--- START ---

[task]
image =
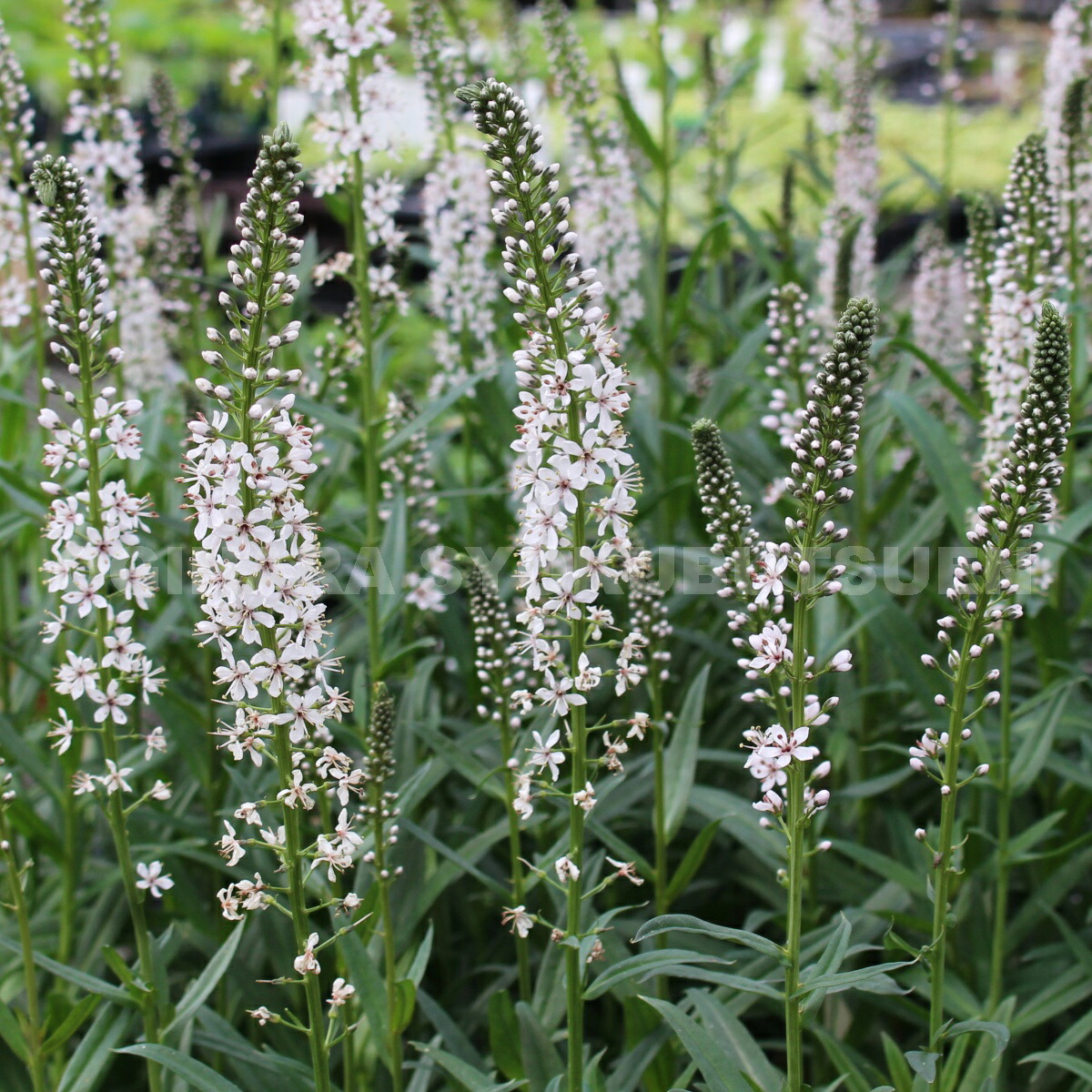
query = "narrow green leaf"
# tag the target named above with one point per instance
(405, 998)
(11, 1033)
(207, 981)
(721, 1075)
(648, 966)
(540, 1057)
(464, 1074)
(683, 923)
(93, 1057)
(681, 757)
(997, 1031)
(733, 1035)
(86, 982)
(196, 1074)
(71, 1024)
(924, 1065)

--- END ---

**Problem to solve**:
A word-for-word copy of the lines from the one with "# tag the target" through the end of the listing is what should be returned.

**Response box**:
# tag the target named above with one point per instance
(405, 998)
(11, 1033)
(207, 981)
(721, 1075)
(648, 966)
(540, 1057)
(464, 1074)
(683, 923)
(93, 1057)
(681, 757)
(997, 1031)
(733, 1035)
(86, 982)
(196, 1074)
(71, 1024)
(924, 1065)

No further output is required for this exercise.